SUPPLIED TEXT:
▬▬▬
DJ: In some ways the argument of the book reminded me of the philosopher Bernard Williams.
DG: How so?
DJ: He thought that morality was a “peculiar institution” in that it places so much weight on the notion of obligation over all our other values, and things we care about and find important—the thought that we ought morally to do something is supposed to trump everything else we value. In a similar way the book examines how debt—the notion that you ought to pay your debt, you ought to pay what you owe—has this peculiar grip on us that trumps or silences other concerns.
DG: And has a tendency to do so, yeah!
DJ: In thinking about the relationship between the moral “ought”—“You ought to fulfill your promise,” for example—and this notion of debt—“You ought to pay your debt”—I’m wondering whether they speak in the same voice.
DG: However you want to take that, it comes out the same way, except supercharged. In the same way that the “ought” trumps all other values, debt trumps all other “oughts.” And I argue in the book that one reason why medieval theologians, whether Christian or Muslim, seemed so inherently suspicious about usury is because it creates a moral imperative that tends to trump all others. They recognized a potentially dangerous rival when they saw one, a moral system that would completely overwhelm their own if it was allowed full rein.
One reason I thought all the history helpful is because there are these simplistic moral arguments and the second line of defense for the people who are defending the existing system is to say, “All right, fine, it’s not just. We’re not saying the existing financialized version of capitalism is a good system. But it foments technological change in such a way that, even though it creates vast inequalities, the poor are still better off than they would be under another system.”
DJ: Steven Pinker just came out with his book, with a similarly optimistic picture of liberal capitalism.
DG: And that’s very unusual, actually, that Pinker is still trying to come up with these lines, because most defenders of capitalism are not doing the Pinker approach—“Yes, it’s actually better.” They realize that they can’t. They’re just saying “All right, it’s not the best system in the world, but no other system is possible anyway.”
The instinct of the people now in power is to figure out how to change things as little as possible.
What we’ve seen over the last 30 years is a war on the human imagination. That’s the other starting point for this book—that in 2008 we had this crash, and all these assumptions we’ve been told we’ve had to accept for 30 years came crashing to the ground along with the market. One of them is the assumption that markets are actually self-sustaining. Obviously not true. Another one was that the people running them are competent. For years we were told that they aren’t very nice people—they’re greedy bastards, actually—but they know what they’re doing. All other systems just don’t work. These guys are incredibly bright, they’re incredibly competent. No, it turns out actually that they don’t even understand the working of their own financial instruments, or as far as they do, they’re engaged in scams. They trashed the entire system.
▬▬▬
Dataset records

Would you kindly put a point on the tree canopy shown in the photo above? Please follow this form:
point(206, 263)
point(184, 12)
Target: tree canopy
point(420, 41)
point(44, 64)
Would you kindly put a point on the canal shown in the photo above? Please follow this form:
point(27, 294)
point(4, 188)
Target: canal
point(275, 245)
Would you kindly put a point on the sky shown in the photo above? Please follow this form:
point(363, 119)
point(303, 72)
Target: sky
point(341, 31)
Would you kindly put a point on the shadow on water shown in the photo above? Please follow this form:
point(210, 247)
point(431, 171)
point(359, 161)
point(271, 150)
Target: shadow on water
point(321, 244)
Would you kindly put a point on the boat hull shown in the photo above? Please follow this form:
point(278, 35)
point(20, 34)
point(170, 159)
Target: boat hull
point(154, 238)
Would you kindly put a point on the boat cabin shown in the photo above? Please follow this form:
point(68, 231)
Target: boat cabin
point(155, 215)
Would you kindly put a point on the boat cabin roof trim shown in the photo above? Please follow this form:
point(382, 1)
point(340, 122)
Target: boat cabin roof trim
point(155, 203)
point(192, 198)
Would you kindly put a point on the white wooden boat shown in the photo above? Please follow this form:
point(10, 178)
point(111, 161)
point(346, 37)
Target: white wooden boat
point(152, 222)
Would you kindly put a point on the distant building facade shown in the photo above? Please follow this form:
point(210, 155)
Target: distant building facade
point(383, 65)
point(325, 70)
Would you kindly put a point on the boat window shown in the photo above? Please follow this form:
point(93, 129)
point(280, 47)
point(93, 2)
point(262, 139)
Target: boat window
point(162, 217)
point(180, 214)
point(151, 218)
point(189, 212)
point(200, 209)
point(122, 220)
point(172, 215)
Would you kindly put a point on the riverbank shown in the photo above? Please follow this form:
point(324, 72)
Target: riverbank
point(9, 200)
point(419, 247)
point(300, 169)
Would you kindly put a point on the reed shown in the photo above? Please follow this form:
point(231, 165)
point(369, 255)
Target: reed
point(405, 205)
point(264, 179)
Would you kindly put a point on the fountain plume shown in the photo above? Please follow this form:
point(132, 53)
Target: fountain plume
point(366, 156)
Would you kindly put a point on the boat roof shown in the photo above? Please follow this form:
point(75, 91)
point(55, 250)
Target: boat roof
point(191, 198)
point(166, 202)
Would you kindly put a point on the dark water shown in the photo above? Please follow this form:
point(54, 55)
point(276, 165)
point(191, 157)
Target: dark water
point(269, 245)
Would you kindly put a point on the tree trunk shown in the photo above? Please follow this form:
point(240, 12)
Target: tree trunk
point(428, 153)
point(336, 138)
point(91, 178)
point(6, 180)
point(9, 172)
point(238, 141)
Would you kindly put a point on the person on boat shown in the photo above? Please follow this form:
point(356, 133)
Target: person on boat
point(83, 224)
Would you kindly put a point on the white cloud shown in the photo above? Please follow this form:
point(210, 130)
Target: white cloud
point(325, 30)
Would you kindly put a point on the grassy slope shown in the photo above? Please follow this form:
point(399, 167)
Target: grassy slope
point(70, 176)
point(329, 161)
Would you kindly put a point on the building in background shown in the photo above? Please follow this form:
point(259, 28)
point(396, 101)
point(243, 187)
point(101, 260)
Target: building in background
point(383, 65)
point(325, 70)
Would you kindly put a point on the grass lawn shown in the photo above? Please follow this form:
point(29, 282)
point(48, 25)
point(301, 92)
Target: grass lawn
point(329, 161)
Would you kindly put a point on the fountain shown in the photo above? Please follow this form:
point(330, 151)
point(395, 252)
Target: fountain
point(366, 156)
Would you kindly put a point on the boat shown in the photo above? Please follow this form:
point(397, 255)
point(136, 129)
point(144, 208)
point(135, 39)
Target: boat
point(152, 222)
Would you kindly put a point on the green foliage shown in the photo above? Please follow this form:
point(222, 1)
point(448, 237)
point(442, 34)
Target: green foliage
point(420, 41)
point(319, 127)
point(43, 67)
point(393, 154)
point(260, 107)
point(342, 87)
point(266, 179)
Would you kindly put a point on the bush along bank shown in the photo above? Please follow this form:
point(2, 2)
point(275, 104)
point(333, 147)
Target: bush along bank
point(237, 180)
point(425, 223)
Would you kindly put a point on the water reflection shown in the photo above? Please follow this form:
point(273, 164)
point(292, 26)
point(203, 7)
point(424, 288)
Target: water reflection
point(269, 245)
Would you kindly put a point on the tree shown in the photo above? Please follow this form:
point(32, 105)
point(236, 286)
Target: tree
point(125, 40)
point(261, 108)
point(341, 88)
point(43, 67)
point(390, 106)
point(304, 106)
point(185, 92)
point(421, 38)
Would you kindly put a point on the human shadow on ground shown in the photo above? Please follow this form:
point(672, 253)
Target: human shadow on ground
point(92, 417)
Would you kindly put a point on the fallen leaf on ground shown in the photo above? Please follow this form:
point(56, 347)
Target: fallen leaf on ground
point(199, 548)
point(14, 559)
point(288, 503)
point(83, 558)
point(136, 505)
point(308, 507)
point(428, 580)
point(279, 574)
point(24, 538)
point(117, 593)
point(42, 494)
▬▬▬
EXERCISE OBJECTIVE:
Answer these questions about the interview on debt:
(a) Which philosopher did the book's argument remind DJ of?
(b) According to DG, the medieval theologians who seemed suspicious about usury were of which two faiths?
(c) In what year was the crash that DG calls the other starting point for the book?
Nothing in the records is required to work with the interview.

COMPLETED TASK:
(a) Bernard Williams
(b) Christian and Muslim
(c) 2008